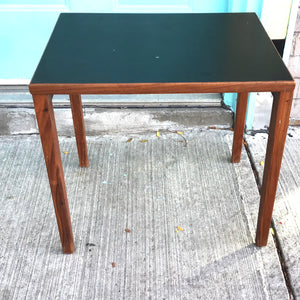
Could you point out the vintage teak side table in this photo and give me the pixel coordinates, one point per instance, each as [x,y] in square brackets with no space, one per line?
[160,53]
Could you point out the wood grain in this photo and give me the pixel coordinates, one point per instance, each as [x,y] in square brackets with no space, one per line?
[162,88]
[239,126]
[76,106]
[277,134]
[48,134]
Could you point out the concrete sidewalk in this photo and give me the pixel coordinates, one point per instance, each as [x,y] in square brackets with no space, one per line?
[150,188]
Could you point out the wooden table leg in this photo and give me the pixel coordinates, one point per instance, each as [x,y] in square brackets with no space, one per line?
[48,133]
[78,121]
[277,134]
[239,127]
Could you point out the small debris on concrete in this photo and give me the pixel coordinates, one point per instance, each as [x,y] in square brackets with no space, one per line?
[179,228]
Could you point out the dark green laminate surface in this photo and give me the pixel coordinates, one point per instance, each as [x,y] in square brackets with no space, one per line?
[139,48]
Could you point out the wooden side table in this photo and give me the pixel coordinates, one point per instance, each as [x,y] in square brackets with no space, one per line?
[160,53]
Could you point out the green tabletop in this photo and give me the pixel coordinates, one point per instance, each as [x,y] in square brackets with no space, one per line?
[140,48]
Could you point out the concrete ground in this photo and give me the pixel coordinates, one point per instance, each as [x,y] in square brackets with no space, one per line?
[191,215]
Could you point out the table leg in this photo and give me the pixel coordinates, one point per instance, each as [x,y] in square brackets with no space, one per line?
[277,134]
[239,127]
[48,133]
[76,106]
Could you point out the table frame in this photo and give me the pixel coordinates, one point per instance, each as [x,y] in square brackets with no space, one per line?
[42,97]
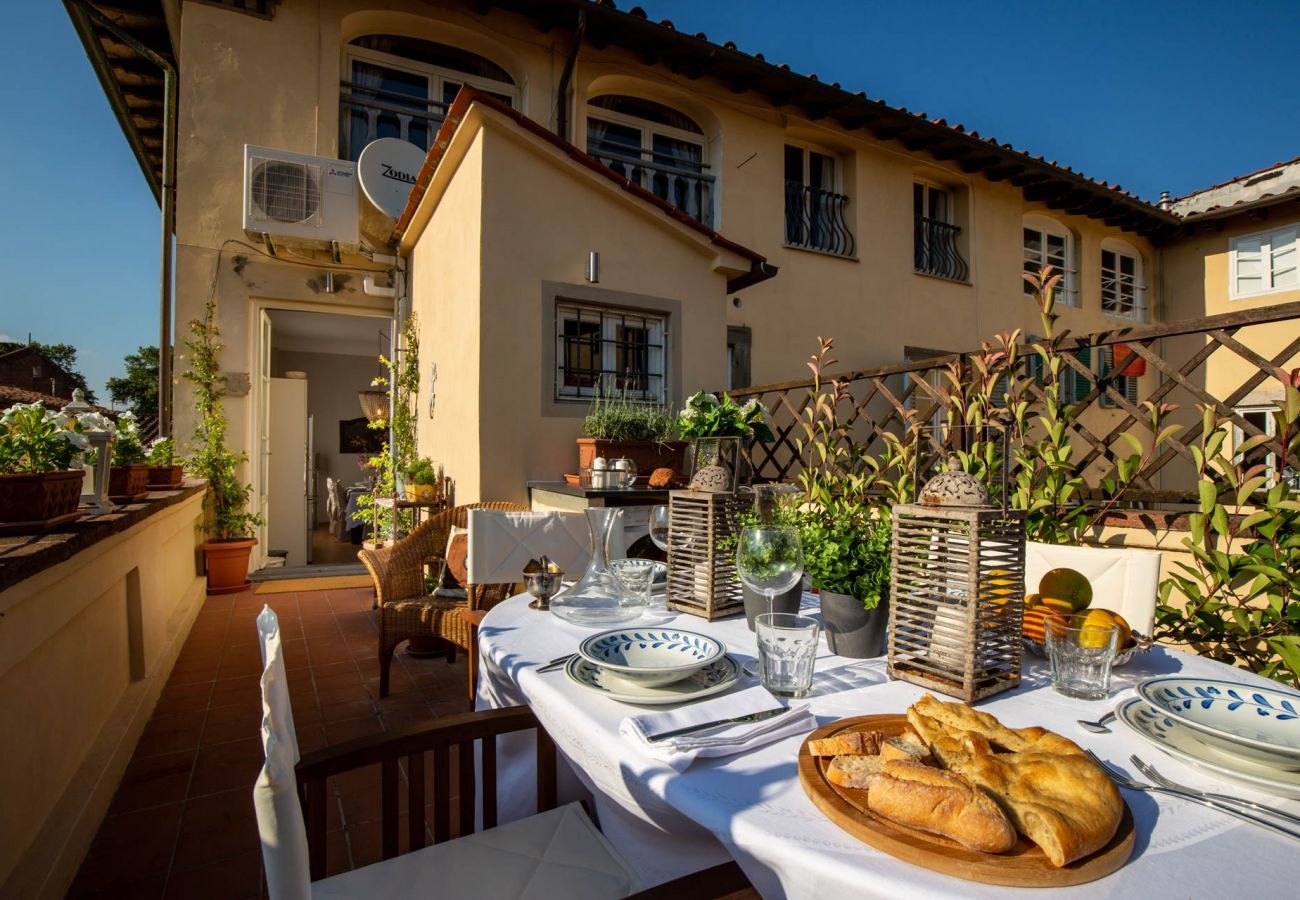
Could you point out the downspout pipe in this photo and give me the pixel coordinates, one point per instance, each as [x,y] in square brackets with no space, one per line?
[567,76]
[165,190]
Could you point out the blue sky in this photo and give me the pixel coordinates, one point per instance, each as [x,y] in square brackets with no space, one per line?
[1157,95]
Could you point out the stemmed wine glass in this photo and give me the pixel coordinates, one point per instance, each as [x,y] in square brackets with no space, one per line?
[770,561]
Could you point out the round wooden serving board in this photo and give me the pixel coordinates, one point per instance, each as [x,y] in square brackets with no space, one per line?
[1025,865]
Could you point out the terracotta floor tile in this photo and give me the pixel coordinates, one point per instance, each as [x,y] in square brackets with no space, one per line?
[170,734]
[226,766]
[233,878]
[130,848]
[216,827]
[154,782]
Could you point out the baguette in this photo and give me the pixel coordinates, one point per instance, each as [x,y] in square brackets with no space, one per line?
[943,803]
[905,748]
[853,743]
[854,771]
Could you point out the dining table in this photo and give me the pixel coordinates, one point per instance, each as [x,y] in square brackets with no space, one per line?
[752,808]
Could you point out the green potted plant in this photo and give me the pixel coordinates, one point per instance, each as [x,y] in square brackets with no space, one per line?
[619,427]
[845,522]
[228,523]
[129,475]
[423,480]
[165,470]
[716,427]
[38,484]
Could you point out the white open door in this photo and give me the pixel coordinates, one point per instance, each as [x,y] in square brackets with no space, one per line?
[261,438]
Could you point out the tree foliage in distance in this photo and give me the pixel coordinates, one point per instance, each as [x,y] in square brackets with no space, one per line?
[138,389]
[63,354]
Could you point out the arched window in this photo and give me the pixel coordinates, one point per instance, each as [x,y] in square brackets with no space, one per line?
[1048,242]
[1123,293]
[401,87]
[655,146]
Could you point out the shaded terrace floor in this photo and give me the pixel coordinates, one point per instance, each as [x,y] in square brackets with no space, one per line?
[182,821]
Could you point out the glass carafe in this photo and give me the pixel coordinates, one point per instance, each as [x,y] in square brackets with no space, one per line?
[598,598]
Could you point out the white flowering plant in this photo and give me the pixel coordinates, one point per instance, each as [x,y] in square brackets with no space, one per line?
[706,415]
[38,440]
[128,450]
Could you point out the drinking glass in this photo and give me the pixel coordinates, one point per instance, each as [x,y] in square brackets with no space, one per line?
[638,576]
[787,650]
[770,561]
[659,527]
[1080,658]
────────
TO DO:
Echo all of the records above line for line, without changing anything, and omit the pictures from your answer.

FULL OUTPUT:
Could you point out the vintage teak side table in this photo and give me the pixel coordinates, one point per instance, each as [x,y] in square brackets with no space, one per line?
[160,53]
Could you point out the wood grain in this photo and give me the pixel coordinates, one point per instance, each as [x,y] in square brackets with no space, one per line?
[162,88]
[239,126]
[76,106]
[277,134]
[48,134]
Could you point out the concrete sidewalk in this photo and give me the pixel coordinates, one point per instance, each as [x,y] in square brackets with no space, one per line?
[150,188]
Could you point out the wooden table leg in this photo and give me the pixel coordinates, one point per instance, each as [x,y] in square brackets with no space, one per line?
[48,133]
[78,121]
[277,134]
[239,127]
Could you point out the small debris on concrete in this photo and give me the pixel coordinates, one point per instance, each as [x,y] in square brackets with no space, one per line?
[179,228]
Could you point out the dark green laminate surface in this photo and give me the pixel coordinates, one point per instance, each as [x,y] in square brackets with no space, one per line?
[139,48]
Could you point out the wooden side table in this photo and give me the pixel coordinates, one point per instance, each as [x,y] in square brackets with no space, one per line?
[160,53]
Could you point out the green tabletop in this photo and give me the pixel coordinates, one point per instance, each as [x,y] in square brackets with no space, one per line?
[140,48]
Could you point out the concrete ground in this photo and give me the pixel coordinates, one point per instance, each as [x,y] in square brackets with no space, one per line?
[191,215]
Could you point out the table leg in this photo and give me the pixel coordinates, one point per instance, each as [x,y] in square brackets with no space, one per line?
[277,134]
[239,127]
[48,133]
[76,106]
Could you point out the table frame in this photo and give me the pixel coordinates, one point per instance, each as [x,y] in square brackets with no space, one per line?
[42,97]
Could you point out the downspout pipe in this photo and give me the pixel coordinates, one point per instance, each as [x,y] in square brackets with no space, one per line?
[567,76]
[165,190]
Could you point out the blue sky in this photo and give me the pixel coordinates, one point per instance, each as [x,y] in square brackets with no space, one per line?
[1157,95]
Could you point out the stemmed wine glass in this photo and give me the pixel coordinates, one point per instance, each as [x,y] in square brackets with no space, one per line?
[770,561]
Could you point out the round wooden serving board in this photo and give me the pixel coordinates, one point per instance, each as [x,y] in square brackets with no space, one per line?
[1025,865]
Could you point out the terracotta floor tile in this photo and give me the pixel coordinates, one point per instance, each as [x,y] in square brackets with no space, one per line?
[170,734]
[226,766]
[233,878]
[130,848]
[216,827]
[154,782]
Could you point out the baguette in this photo and give me the pixel coordinates, one point per instance, each as [x,y] in square brackets with no space, one per line?
[943,803]
[905,748]
[853,743]
[854,771]
Could you point out the dining table in this photo and give me the pixel coordinates, one point per instance, each as [x,y] in square brackets with no space, one per line?
[752,808]
Could you point out the green potted plant in this photo and give me the pixel coordinates, one point per instance, each as [x,y] in square brackets with no space, one per line?
[619,427]
[845,522]
[228,523]
[129,475]
[423,480]
[165,470]
[716,427]
[38,484]
Could you point out the white open door in this photo and give me the pixel coordinates, one point per instance, each as [x,y] in square brackets with no space, one per line?
[261,438]
Could you point out the tree foliage in distance in this photo and give me the pixel coordinates, one point per instance, each as [x,y] in square brackets with no space, one per line?
[138,389]
[63,354]
Could you point out the arched window in this photo and give me the pixel coordinates, one point per instance, each as [x,y] in square brackets with no space, one per line?
[1048,242]
[1123,293]
[401,87]
[655,146]
Could you point out the shaded terrace floor in this photo and give me the pixel coordinates, one point per instance, each as [x,y] in square brackets with no space, one per line?
[182,821]
Could you point out the glass carafe in this photo and give me the pixel coordinates, one point per instance, each as [x,y] in square brackets with no space, one per line?
[598,598]
Could you point out the white flowering plant in this photo and give me the pixel coordinates, one point per instance, each as [x,y] in square brackets with no space, one per line?
[706,415]
[38,440]
[128,450]
Could you point out the drinking glass in this photo and give me the pixel coordinates, one point per instance, each as [x,y] in square brackets with no space, one per line?
[638,576]
[787,650]
[770,561]
[659,527]
[1080,658]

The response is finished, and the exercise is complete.